----- QUOTED TEXT -----
Note: Because of the sensitive topics addressed in this article, names have been changed. Army Cpt. Mike Bartman, an air defense artilleryman, was chosen to serve as his battalion's rear detachment commander during the initial invasion of Iraq. Consequently, he didn't deploy with his men.
"It was one of the emptiest feelings I've ever experienced, knowing my soldiers were in battle while I was back in the United States going home to my family each night," Mike says.
Eager for battle, Mike volunteered to deploy to Kuwait for a six-month tour in support of Operation Iraqi Freedom after the return of his unit. He did so without first consulting his wife, Jolene.
"I was rather excited to get in the fight somehow," Mike says. "I told my wife that evening, and she started crying, looking at the calendar and realizing how long I would be gone."
The Bartmans had just learned they were pregnant with their second child, and Jolene was apprehensive.
"When he told me he volunteered for the tour, I was very angry at first," she says. "But when he told me why, it made sense. I was honored that he considered his family in his decision; he knew if he didn't deploy soon he would miss the birth of our daughter."
Less than three weeks later, the Bartmans were saying goodbye at their doorstep as a friend waited to take Mike to the airport.
-----
● STATED TASK A
Reproduce the stretch of the article from "Note: Because of" through "his wife, Jolene." word for word.
● STATED TASK B
Condense the article's paragraph beginning "When he told me he volunteered for the tour" into a shorter version that retains its main facts.
Base every response solely on the article.
----- RECORDED INFORMATION -----
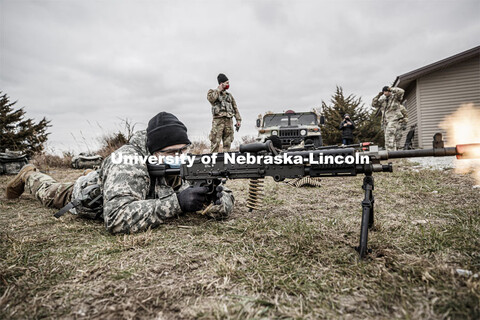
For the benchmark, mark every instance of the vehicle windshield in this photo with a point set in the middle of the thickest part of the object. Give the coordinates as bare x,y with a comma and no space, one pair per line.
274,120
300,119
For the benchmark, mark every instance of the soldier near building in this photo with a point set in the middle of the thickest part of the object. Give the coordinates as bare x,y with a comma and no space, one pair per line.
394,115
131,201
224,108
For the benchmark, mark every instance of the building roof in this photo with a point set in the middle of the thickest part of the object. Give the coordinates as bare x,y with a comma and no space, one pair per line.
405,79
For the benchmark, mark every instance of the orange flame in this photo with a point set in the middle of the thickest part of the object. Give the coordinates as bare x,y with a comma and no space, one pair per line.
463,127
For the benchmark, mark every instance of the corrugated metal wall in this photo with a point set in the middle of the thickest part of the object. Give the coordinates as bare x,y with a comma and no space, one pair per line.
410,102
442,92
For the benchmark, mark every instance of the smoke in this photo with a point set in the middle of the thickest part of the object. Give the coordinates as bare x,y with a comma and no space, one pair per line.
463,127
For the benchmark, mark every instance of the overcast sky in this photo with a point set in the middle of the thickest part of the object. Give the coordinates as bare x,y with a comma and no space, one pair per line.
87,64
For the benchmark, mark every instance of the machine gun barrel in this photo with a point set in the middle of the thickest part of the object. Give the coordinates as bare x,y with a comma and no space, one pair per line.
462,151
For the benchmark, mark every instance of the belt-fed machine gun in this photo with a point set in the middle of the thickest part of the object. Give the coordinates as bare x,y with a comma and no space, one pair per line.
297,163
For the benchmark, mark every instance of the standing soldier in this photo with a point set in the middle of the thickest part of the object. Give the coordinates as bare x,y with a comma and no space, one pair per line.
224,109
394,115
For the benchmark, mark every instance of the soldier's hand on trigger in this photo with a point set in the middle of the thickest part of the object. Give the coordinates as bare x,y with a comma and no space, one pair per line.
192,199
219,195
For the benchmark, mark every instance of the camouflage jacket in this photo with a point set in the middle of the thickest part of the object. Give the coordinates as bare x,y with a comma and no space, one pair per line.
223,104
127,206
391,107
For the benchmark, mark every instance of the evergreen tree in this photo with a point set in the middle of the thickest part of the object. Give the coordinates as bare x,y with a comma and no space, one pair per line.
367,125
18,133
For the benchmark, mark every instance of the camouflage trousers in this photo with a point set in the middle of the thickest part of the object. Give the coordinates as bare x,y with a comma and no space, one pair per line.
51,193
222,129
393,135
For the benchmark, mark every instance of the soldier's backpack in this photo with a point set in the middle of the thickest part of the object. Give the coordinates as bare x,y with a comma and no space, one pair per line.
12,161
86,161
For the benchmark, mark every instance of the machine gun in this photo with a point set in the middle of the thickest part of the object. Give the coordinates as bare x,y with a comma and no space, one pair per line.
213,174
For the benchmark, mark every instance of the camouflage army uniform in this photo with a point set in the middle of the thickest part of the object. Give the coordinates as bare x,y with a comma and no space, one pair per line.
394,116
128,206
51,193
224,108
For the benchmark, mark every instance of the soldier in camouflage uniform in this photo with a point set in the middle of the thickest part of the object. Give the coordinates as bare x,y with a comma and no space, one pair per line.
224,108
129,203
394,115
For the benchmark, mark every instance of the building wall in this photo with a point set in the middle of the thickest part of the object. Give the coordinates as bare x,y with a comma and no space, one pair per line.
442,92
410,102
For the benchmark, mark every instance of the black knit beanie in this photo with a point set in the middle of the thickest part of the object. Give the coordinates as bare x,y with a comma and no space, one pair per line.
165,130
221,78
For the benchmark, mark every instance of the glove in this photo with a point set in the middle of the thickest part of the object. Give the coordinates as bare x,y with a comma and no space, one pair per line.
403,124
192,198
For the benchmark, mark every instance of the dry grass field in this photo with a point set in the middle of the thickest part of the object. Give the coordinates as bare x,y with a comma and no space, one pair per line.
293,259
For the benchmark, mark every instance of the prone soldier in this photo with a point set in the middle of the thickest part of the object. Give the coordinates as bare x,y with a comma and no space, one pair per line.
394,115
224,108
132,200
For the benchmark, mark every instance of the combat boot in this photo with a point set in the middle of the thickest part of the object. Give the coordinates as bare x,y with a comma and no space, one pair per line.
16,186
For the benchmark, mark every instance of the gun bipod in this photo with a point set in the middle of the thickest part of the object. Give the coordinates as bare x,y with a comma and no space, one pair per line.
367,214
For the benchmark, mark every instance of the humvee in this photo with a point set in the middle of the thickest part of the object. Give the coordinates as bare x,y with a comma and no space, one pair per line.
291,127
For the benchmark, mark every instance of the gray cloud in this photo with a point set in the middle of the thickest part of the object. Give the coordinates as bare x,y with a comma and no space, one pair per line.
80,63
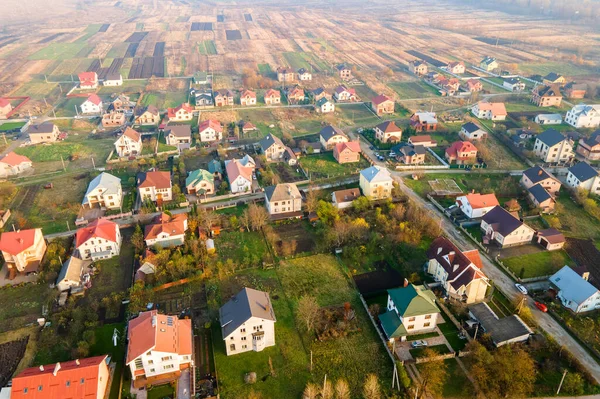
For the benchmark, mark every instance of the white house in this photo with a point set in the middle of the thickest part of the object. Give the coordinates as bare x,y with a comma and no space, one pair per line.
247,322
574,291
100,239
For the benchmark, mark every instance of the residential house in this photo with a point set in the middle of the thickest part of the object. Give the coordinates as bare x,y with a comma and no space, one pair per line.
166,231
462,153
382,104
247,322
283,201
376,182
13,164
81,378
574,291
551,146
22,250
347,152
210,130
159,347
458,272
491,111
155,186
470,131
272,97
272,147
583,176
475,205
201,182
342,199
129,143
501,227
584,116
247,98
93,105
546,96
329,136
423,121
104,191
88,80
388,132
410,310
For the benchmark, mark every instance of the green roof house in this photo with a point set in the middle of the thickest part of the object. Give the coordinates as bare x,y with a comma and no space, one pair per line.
-----
● REPLY A
Note: Because of the sensitive topics addressed in this article, names have been changed. Army Cpt. Mike Bartman, an air defense artilleryman, was chosen to serve as his battalion's rear detachment commander during the initial invasion of Iraq. Consequently, he didn't deploy with his men.
"It was one of the emptiest feelings I've ever experienced, knowing my soldiers were in battle while I was back in the United States going home to my family each night," Mike says.
Eager for battle, Mike volunteered to deploy to Kuwait for a six-month tour in support of Operation Iraqi Freedom after the return of his unit. He did so without first consulting his wife, Jolene.

● REPLY B
Jolene was very angry at first when Mike told her he had volunteered, but his reason made sense to her. She was honored that he had considered the family: if he did not deploy soon, he would miss their daughter's birth.